-- CHALLENGE A --
Reproduce, word for word, the stretch of the security report excerpt from "The report also" through "with those data.".
-- CHALLENGE B --
Translate this sentence from the security report excerpt into Spanish: "Unsolicited e-mail rose 50 percent."

-- PASSAGE PROVIDED --
Kelly Martin, Symantec's group product manager, said computer security experts also are alarmed to see hackers using hybrid attacks to breach protection programs.

"These are much more targeted attacks that are changing the threat landscape _ combinations of technologies, like worms coming in with spywarelike behavior that propagate and get onto a system in a silent way," she said.

The report also noted that more than 157,000 examples of "phishing," or bogus e-mails and Web sites set up to steal personal data, were identified _ an 81 percent increase over the second half of 2005. Unsolicited e-mail rose 50 percent.

Yankee Group analyst Jonathan Singer especially was concerned with those data.

"They have collected a lot of good data in this report that supports all the assumptions being made in the past: that individual home users are being targeted more than ever. Those people need to come up with some kind of fraud-prevention strategy."

-- DATA LINES --
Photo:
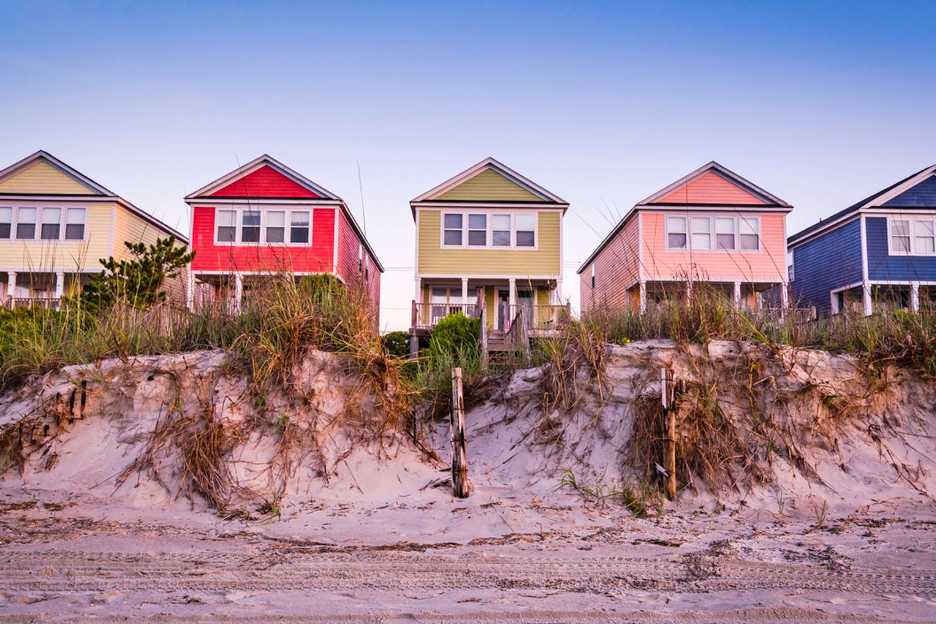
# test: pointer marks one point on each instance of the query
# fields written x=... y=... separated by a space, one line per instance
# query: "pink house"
x=711 y=226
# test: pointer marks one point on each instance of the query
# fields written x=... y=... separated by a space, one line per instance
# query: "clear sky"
x=820 y=103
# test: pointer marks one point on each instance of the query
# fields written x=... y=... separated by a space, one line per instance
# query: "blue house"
x=878 y=254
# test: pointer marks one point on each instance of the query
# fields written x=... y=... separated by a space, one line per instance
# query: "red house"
x=265 y=218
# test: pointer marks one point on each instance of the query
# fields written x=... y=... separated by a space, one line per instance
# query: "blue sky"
x=820 y=103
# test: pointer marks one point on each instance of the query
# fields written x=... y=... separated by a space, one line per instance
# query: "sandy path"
x=113 y=570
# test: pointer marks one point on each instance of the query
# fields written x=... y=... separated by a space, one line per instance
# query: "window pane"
x=477 y=222
x=526 y=222
x=750 y=242
x=725 y=241
x=701 y=241
x=227 y=217
x=676 y=225
x=676 y=241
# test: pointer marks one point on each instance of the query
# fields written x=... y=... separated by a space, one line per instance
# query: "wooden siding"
x=766 y=265
x=710 y=188
x=265 y=182
x=63 y=255
x=436 y=260
x=825 y=263
x=44 y=179
x=489 y=185
x=355 y=273
x=922 y=195
x=617 y=267
x=883 y=266
x=319 y=257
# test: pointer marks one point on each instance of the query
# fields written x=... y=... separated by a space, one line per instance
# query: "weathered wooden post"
x=460 y=486
x=668 y=396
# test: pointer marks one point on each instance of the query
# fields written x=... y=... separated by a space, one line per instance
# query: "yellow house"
x=489 y=244
x=56 y=225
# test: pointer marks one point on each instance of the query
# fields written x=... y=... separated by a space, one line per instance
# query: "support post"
x=668 y=396
x=867 y=303
x=460 y=486
x=238 y=291
x=59 y=285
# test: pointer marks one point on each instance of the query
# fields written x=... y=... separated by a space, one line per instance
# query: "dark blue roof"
x=931 y=192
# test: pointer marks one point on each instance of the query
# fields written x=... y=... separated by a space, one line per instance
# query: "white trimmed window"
x=477 y=230
x=725 y=233
x=701 y=233
x=713 y=232
x=26 y=224
x=526 y=230
x=500 y=230
x=74 y=223
x=51 y=223
x=276 y=226
x=474 y=229
x=912 y=236
x=750 y=233
x=6 y=222
x=227 y=226
x=676 y=233
x=453 y=230
x=299 y=228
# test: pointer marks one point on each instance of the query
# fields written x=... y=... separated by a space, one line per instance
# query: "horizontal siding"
x=489 y=185
x=923 y=195
x=319 y=257
x=436 y=260
x=43 y=178
x=61 y=255
x=617 y=267
x=711 y=188
x=825 y=263
x=882 y=266
x=766 y=265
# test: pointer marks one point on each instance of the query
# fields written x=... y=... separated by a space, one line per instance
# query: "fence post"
x=460 y=486
x=668 y=397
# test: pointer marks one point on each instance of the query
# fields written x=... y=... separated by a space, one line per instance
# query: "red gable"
x=265 y=182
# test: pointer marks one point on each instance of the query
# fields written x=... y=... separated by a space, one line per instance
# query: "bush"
x=397 y=344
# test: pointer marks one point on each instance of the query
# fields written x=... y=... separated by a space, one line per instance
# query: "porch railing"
x=426 y=315
x=537 y=318
x=51 y=303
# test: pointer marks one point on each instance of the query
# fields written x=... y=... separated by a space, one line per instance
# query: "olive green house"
x=489 y=244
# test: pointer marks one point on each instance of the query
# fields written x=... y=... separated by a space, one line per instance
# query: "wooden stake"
x=460 y=486
x=669 y=413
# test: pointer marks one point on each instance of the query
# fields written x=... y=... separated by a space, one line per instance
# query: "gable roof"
x=712 y=184
x=898 y=195
x=489 y=181
x=264 y=175
x=718 y=183
x=43 y=157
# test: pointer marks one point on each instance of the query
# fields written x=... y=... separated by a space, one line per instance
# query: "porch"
x=45 y=289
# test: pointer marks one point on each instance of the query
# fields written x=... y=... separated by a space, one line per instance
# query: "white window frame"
x=489 y=213
x=264 y=210
x=37 y=234
x=911 y=220
x=714 y=239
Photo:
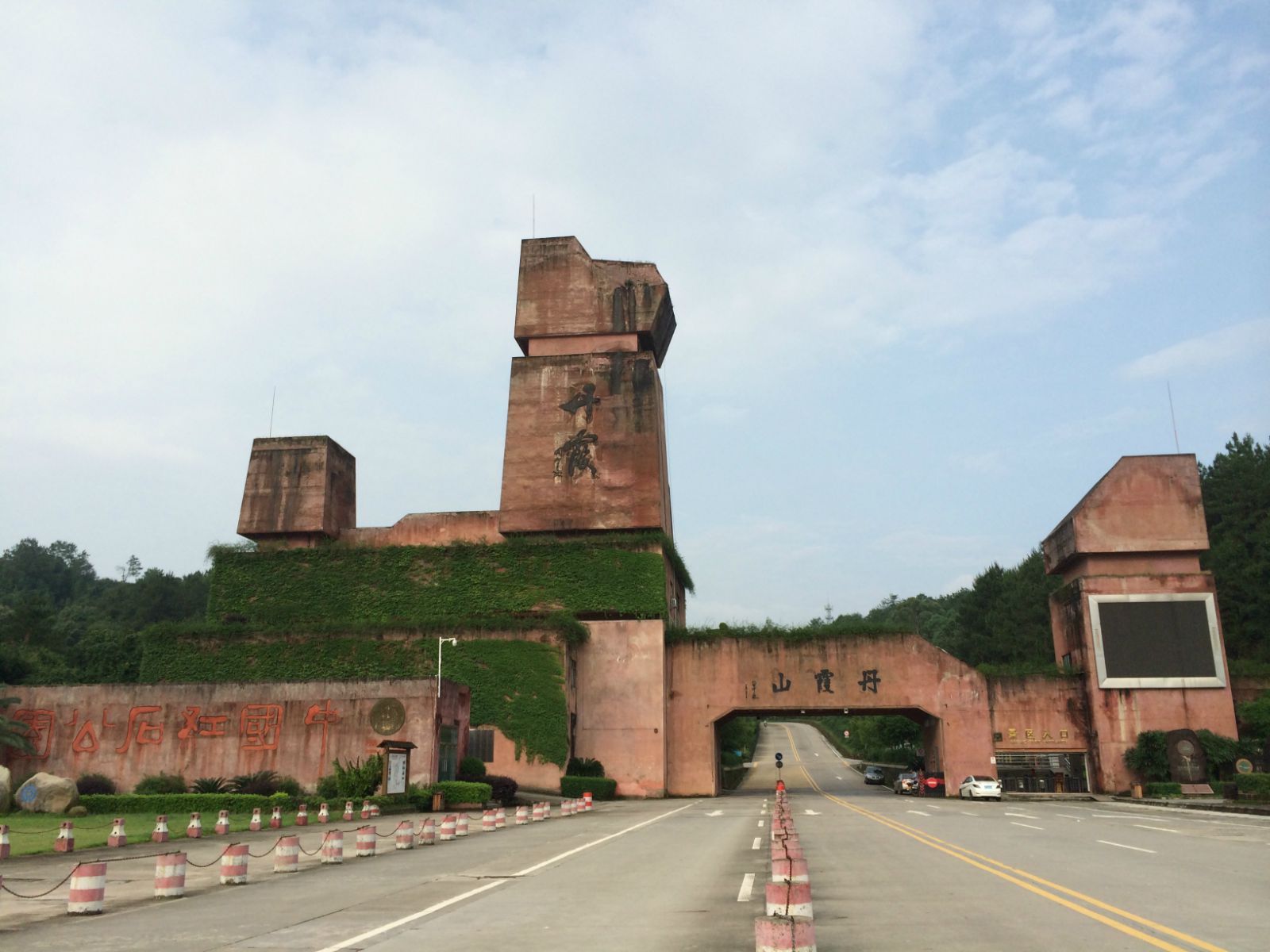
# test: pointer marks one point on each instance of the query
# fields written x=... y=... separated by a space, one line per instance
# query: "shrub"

-- ANSWER A --
The report also noted that more than 157,000 examples of "phishing," or bogus e-mails and Web sites set up to steal personal data, were identified _ an 81 percent increase over the second half of 2005. Unsolicited e-mail rose 50 percent.

Yankee Group analyst Jonathan Singer especially was concerned with those data.

-- ANSWER B --
El correo electrónico no solicitado aumentó un 50 por ciento.